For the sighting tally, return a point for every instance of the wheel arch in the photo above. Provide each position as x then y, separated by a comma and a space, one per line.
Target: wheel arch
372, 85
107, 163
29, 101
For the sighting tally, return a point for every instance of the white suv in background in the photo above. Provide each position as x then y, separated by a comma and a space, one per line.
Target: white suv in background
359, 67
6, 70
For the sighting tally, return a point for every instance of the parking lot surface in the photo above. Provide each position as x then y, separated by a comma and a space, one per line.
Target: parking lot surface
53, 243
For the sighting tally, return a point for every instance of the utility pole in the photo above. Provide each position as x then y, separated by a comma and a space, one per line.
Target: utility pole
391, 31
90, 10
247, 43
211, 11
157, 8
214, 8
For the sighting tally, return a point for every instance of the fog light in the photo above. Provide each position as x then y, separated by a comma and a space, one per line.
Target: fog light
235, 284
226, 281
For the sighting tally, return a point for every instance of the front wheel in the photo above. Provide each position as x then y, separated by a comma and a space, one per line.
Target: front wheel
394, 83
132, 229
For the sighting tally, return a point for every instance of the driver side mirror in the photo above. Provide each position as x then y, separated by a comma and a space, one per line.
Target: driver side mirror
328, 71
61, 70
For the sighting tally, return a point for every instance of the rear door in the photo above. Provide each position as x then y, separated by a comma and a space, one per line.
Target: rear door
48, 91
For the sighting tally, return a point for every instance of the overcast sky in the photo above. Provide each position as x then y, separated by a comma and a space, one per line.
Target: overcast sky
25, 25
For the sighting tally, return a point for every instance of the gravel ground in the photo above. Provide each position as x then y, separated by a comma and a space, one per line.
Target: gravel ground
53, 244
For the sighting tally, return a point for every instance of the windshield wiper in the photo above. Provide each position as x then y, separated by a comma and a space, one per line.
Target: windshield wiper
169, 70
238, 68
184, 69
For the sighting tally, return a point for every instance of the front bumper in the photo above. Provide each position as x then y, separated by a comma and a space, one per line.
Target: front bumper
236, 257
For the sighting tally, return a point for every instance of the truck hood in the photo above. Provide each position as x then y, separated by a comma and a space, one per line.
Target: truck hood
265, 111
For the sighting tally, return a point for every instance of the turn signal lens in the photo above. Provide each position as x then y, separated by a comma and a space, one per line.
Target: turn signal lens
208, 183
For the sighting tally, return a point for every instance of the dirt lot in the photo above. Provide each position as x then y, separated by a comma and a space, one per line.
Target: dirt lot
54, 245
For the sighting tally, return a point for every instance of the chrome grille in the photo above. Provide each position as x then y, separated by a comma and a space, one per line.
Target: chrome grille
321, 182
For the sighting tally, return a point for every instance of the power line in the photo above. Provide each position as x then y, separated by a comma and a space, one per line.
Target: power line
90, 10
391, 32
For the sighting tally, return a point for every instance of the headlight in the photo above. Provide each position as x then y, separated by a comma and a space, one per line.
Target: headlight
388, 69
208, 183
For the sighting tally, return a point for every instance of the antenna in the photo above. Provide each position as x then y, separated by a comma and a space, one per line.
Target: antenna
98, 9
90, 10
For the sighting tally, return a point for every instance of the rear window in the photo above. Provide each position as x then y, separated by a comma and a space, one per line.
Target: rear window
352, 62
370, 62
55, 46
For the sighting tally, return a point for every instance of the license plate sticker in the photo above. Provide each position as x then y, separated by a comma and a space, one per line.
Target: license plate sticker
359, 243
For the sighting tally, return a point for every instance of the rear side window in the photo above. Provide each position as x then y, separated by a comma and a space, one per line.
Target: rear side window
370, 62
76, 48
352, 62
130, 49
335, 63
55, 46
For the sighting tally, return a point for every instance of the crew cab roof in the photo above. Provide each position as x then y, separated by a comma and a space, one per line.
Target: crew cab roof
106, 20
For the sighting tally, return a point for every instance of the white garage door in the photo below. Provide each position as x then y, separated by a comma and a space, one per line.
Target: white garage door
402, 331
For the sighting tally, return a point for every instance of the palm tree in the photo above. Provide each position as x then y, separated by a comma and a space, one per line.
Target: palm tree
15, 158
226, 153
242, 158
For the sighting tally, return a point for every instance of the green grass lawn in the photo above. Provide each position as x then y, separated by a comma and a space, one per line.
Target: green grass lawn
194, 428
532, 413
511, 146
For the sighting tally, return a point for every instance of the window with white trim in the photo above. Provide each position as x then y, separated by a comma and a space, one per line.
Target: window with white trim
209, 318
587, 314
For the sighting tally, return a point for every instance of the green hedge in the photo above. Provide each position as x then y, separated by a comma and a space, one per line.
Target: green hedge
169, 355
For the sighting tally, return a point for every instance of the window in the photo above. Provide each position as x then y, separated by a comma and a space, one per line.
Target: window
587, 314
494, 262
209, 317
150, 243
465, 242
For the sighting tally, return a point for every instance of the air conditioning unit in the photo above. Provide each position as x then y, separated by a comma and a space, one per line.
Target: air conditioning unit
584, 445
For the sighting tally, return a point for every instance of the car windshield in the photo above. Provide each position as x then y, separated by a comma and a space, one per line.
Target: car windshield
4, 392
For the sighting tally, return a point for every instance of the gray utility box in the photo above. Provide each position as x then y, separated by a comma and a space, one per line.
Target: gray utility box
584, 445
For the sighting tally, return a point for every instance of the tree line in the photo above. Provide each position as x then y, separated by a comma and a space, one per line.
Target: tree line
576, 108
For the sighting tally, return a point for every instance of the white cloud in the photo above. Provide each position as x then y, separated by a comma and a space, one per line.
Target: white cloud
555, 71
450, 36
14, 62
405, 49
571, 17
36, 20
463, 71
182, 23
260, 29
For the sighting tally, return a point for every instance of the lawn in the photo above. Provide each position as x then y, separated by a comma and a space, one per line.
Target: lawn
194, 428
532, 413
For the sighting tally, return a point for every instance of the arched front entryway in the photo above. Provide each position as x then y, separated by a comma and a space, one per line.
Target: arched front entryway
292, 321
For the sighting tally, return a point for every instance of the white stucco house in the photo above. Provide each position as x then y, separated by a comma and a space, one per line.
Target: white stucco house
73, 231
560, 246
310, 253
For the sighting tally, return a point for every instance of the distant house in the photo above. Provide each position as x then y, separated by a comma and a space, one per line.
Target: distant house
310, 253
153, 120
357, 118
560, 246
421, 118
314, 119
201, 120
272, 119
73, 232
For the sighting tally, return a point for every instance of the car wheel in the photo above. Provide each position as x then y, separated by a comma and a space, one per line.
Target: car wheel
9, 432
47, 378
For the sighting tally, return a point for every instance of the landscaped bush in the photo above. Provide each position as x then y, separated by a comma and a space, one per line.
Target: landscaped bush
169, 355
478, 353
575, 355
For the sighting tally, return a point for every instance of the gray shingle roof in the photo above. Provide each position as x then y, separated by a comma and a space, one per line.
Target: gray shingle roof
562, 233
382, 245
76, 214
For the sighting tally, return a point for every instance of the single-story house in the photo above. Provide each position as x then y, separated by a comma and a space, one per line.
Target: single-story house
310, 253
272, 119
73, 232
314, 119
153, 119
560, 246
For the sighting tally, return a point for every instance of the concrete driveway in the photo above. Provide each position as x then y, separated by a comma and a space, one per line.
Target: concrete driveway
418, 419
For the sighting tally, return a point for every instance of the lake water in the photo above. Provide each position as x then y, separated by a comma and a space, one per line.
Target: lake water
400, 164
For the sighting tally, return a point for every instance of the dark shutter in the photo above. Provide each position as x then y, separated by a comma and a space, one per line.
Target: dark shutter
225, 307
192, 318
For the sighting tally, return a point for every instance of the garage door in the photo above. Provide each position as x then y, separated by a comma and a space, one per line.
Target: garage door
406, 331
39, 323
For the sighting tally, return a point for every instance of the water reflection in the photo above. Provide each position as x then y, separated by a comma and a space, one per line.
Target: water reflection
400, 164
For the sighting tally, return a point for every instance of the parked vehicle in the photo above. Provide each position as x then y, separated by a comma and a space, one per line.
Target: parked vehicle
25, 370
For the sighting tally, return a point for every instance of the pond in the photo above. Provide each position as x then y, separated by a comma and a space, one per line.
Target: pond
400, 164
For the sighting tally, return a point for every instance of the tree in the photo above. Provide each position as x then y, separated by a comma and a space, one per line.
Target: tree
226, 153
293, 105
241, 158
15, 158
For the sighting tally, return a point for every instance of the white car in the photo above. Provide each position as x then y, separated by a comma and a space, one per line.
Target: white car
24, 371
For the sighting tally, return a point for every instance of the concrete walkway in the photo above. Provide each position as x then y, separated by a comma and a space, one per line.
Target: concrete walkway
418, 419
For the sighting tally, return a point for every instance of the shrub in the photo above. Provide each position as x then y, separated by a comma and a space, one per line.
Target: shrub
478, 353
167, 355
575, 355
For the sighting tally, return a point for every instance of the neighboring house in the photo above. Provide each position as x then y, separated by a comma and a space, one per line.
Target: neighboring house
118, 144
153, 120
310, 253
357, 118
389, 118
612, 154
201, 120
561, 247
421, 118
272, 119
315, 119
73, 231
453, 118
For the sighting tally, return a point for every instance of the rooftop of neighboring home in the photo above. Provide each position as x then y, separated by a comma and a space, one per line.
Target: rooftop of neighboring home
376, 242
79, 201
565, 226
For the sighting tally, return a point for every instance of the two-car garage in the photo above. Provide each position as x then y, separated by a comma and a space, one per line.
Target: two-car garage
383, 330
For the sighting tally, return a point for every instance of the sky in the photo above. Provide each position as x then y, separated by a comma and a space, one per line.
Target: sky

* [EXERCISE TASK] From the line containing "of the rooftop" through the final line of the listing above, retype every line exactly; leave out everything else.

* [EXERCISE RESPONSE]
For the sighting tally, return a point for every instance of the rooftop of neighboring home in the photo above. Provide each position as x then y, separated by a comma and a space, one per line.
Target: rooftop of neighboring home
376, 242
79, 201
565, 226
For the sighting tally, return a point for every instance of the two-car garage in the photo above. Provide each position as x then y, separated by a comma and a space, one per line.
Target: two-car garage
383, 330
For the sighting tally, return a point for every instance of the sky in the photo above. Provide each position as x then y, separated by a comma and a space, one per line.
Target: sky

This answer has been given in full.